§ TASK GOAL
Could you set down the full listing, unchanged?

§ PROVIDED ENTRIES
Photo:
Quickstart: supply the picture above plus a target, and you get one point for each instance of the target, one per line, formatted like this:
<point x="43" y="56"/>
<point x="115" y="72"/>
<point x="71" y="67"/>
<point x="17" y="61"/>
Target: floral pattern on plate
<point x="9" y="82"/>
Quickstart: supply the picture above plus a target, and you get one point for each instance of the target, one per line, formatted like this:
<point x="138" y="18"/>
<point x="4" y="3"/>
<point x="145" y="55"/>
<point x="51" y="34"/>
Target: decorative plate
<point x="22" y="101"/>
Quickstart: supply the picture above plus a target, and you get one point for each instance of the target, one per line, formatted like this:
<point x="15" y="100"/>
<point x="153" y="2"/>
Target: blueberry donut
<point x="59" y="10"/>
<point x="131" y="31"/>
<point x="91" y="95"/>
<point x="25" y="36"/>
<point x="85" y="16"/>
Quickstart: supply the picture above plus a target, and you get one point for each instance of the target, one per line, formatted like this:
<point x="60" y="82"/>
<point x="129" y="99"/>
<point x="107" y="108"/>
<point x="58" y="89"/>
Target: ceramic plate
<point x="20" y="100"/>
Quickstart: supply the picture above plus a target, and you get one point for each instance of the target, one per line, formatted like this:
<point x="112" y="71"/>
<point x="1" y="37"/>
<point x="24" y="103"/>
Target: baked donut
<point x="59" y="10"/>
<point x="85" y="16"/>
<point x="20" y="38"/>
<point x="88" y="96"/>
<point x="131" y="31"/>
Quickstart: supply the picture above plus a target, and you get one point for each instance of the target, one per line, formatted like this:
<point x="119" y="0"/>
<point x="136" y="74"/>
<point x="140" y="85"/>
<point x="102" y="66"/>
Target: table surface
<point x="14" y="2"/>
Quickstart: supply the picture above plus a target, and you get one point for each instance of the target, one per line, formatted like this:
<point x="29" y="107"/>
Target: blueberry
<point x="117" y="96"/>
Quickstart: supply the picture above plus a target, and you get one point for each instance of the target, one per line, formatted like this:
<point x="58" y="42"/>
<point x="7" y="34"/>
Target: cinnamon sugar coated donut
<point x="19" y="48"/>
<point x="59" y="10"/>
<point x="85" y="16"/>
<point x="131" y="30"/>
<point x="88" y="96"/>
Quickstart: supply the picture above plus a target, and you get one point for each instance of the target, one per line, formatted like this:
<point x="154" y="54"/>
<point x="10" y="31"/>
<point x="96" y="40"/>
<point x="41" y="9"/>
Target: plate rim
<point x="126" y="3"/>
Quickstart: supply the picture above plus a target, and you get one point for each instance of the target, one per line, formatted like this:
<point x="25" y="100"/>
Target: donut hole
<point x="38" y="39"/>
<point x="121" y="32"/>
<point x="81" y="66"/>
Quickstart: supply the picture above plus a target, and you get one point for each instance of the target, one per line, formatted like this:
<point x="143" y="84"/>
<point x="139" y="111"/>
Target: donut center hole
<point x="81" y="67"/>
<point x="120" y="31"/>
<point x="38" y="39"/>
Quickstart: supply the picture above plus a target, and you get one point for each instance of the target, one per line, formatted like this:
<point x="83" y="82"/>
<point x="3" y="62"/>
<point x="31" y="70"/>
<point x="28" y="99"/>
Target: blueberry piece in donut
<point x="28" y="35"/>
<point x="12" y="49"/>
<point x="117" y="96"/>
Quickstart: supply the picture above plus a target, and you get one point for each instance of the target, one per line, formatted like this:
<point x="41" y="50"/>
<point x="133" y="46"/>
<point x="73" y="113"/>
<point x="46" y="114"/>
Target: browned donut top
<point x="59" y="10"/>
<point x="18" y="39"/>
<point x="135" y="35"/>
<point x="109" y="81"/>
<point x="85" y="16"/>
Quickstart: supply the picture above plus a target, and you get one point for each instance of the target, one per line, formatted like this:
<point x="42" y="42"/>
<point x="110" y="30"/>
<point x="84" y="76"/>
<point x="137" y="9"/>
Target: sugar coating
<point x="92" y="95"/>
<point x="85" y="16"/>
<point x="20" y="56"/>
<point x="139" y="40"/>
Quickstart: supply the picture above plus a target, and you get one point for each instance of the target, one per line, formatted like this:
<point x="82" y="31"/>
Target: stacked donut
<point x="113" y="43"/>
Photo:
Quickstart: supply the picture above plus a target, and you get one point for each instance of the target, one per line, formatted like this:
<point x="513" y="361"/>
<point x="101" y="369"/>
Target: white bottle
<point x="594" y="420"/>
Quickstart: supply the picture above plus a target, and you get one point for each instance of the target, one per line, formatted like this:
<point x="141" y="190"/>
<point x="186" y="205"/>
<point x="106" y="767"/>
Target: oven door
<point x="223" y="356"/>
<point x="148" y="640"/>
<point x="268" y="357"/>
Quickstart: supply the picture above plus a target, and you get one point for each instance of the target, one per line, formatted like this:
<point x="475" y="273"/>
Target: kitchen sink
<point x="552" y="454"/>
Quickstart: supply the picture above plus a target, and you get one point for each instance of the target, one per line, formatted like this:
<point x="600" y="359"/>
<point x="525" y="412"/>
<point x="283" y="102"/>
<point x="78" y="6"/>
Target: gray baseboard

§ RESULT OF THE EXERCISE
Photo:
Quickstart: supply the picture above plus a target, and you get one point for each instance of the target, one per line, formatted like this:
<point x="43" y="56"/>
<point x="115" y="72"/>
<point x="71" y="67"/>
<point x="17" y="61"/>
Target: floral pattern on plate
<point x="9" y="82"/>
Quickstart: supply the picture above plus a target, and you get one point for each instance of the target, one per line, formatted like this:
<point x="138" y="18"/>
<point x="4" y="3"/>
<point x="145" y="55"/>
<point x="51" y="34"/>
Target: decorative plate
<point x="22" y="101"/>
Quickstart: supply the picture above plus a target, and you get one point for each instance of the target, one per line, formatted like this:
<point x="15" y="100"/>
<point x="153" y="2"/>
Target: blueberry donut
<point x="59" y="10"/>
<point x="131" y="31"/>
<point x="91" y="95"/>
<point x="25" y="36"/>
<point x="85" y="16"/>
Quickstart: supply the picture above plus a target, and you get one point for each instance of the target, one per line, formatted like this:
<point x="60" y="82"/>
<point x="129" y="99"/>
<point x="107" y="108"/>
<point x="58" y="89"/>
Target: ceramic plate
<point x="20" y="100"/>
Quickstart: supply the picture above plus a target, and you get one point for each instance of the target, one per line, formatted like this:
<point x="112" y="71"/>
<point x="1" y="37"/>
<point x="24" y="103"/>
Target: baked donut
<point x="59" y="10"/>
<point x="85" y="16"/>
<point x="20" y="38"/>
<point x="88" y="96"/>
<point x="131" y="31"/>
Quickstart: supply the picture above plus a target, and you get one point for each instance of the target, one per line, formatted like this:
<point x="119" y="0"/>
<point x="136" y="74"/>
<point x="140" y="85"/>
<point x="102" y="66"/>
Target: table surface
<point x="14" y="2"/>
Quickstart: supply the picture above plus a target, and you get one point for each instance of the target, one per line, formatted like this:
<point x="29" y="107"/>
Target: blueberry
<point x="117" y="96"/>
Quickstart: supply the picture above plus a target, and you get one point for each instance of the target, one per line, formatted like this:
<point x="58" y="42"/>
<point x="7" y="34"/>
Target: cinnamon sugar coated donut
<point x="19" y="48"/>
<point x="59" y="10"/>
<point x="85" y="16"/>
<point x="131" y="30"/>
<point x="88" y="96"/>
Quickstart: supply the picture above plus a target, and you get one point for each instance of the target, one per line, formatted like this:
<point x="154" y="54"/>
<point x="10" y="31"/>
<point x="96" y="40"/>
<point x="41" y="9"/>
Target: plate rim
<point x="126" y="3"/>
Quickstart: supply the picture above plus a target, and you get one point for each instance of the target, one per line, formatted like this:
<point x="25" y="100"/>
Target: donut hole
<point x="38" y="39"/>
<point x="121" y="32"/>
<point x="81" y="66"/>
Quickstart: supply the picture above plus a target, and you get one point for each instance of the target, one per line, formatted like this:
<point x="143" y="84"/>
<point x="139" y="111"/>
Target: donut center hole
<point x="81" y="67"/>
<point x="120" y="31"/>
<point x="38" y="39"/>
Quickstart: supply the picture above plus a target, and you get one point for each instance of the target, one per line, formatted like this:
<point x="83" y="82"/>
<point x="3" y="62"/>
<point x="31" y="70"/>
<point x="28" y="99"/>
Target: blueberry piece in donut
<point x="28" y="35"/>
<point x="12" y="49"/>
<point x="117" y="96"/>
Quickstart: supply the picture above plus a target, and you get one point for each instance of the target, one per line, formatted like this:
<point x="41" y="50"/>
<point x="133" y="46"/>
<point x="73" y="113"/>
<point x="46" y="114"/>
Target: browned donut top
<point x="59" y="10"/>
<point x="18" y="39"/>
<point x="135" y="35"/>
<point x="109" y="81"/>
<point x="85" y="16"/>
Quickstart: supply the picture above plus a target, and you get one point for each instance of the target, one per line, formatted like this:
<point x="42" y="42"/>
<point x="110" y="30"/>
<point x="84" y="76"/>
<point x="137" y="9"/>
Target: sugar coating
<point x="92" y="95"/>
<point x="85" y="16"/>
<point x="20" y="56"/>
<point x="139" y="40"/>
Quickstart: supply the picture above plus a target, and you get one point for each instance of the target, one per line, formatted like this:
<point x="82" y="31"/>
Target: stacked donut
<point x="113" y="43"/>
Photo:
Quickstart: supply the picture above plus a target, and you get one point for each instance of the target, one per line, formatted like this:
<point x="513" y="361"/>
<point x="101" y="369"/>
Target: white bottle
<point x="594" y="420"/>
Quickstart: supply the picture above plus a target, and you get one point for each instance of the target, one per line, formatted like this:
<point x="141" y="190"/>
<point x="186" y="205"/>
<point x="106" y="767"/>
Target: oven door
<point x="223" y="356"/>
<point x="148" y="640"/>
<point x="268" y="357"/>
Quickstart: supply the picture above plus a target, and you get one point for each instance of the target, one per line, formatted like this:
<point x="475" y="273"/>
Target: kitchen sink
<point x="552" y="454"/>
Quickstart: supply the picture above plus a target, and you get one point for each instance of the target, one per line, formatted like this:
<point x="600" y="359"/>
<point x="525" y="412"/>
<point x="283" y="102"/>
<point x="78" y="6"/>
Target: gray baseboard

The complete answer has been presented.